<<<<

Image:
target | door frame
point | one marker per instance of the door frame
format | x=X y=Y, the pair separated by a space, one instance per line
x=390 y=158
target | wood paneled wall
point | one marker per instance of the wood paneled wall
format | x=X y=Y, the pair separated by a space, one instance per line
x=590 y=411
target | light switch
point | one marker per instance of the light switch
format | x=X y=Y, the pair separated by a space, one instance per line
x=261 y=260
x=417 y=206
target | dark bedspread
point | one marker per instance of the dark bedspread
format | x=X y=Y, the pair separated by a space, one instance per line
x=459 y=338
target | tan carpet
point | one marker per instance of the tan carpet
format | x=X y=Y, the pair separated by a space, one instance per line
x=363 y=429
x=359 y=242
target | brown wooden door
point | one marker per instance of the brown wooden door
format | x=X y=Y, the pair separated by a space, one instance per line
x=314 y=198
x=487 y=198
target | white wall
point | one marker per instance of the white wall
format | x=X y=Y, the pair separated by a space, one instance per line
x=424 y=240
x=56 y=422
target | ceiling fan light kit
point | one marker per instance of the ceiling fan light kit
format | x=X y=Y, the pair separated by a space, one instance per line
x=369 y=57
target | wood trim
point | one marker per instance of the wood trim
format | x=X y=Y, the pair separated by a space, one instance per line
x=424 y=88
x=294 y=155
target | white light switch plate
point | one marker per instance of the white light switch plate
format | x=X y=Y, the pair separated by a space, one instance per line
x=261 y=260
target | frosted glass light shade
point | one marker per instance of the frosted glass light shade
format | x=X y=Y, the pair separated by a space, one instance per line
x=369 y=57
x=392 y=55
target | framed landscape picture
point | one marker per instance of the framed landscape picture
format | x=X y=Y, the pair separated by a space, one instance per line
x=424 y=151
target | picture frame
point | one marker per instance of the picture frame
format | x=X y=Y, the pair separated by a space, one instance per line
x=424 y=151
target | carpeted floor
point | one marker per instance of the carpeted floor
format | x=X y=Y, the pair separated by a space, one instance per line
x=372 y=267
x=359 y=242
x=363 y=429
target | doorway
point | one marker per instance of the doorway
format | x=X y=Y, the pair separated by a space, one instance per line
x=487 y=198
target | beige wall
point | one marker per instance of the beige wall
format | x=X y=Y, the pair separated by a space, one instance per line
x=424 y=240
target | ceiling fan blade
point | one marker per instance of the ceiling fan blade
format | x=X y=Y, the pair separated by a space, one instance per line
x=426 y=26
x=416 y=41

>>>>
<<<<

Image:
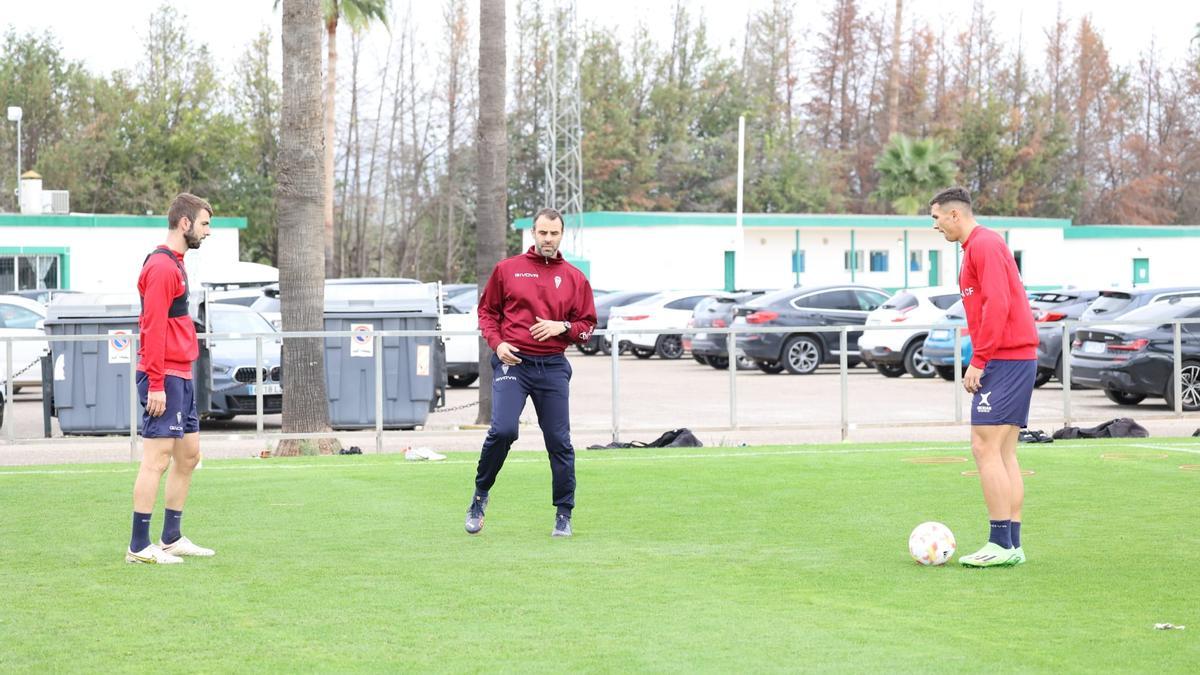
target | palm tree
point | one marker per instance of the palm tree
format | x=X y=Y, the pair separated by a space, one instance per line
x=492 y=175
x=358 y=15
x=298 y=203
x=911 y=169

>>>>

— Written exercise —
Return, unchanged, the lines above between the line holding "target | light switch" and the line holding "x=459 y=338", inclusive.

— Answer to the task —
target | light switch
point | one marker per instance of the light switch
format | x=X y=Y, the pair separated by a space, one instance per line
x=261 y=260
x=417 y=206
target | dark bedspread
point | one marker per instance of the dark bedspread
format | x=X y=Y, the pair separated by a space, one instance per line
x=459 y=338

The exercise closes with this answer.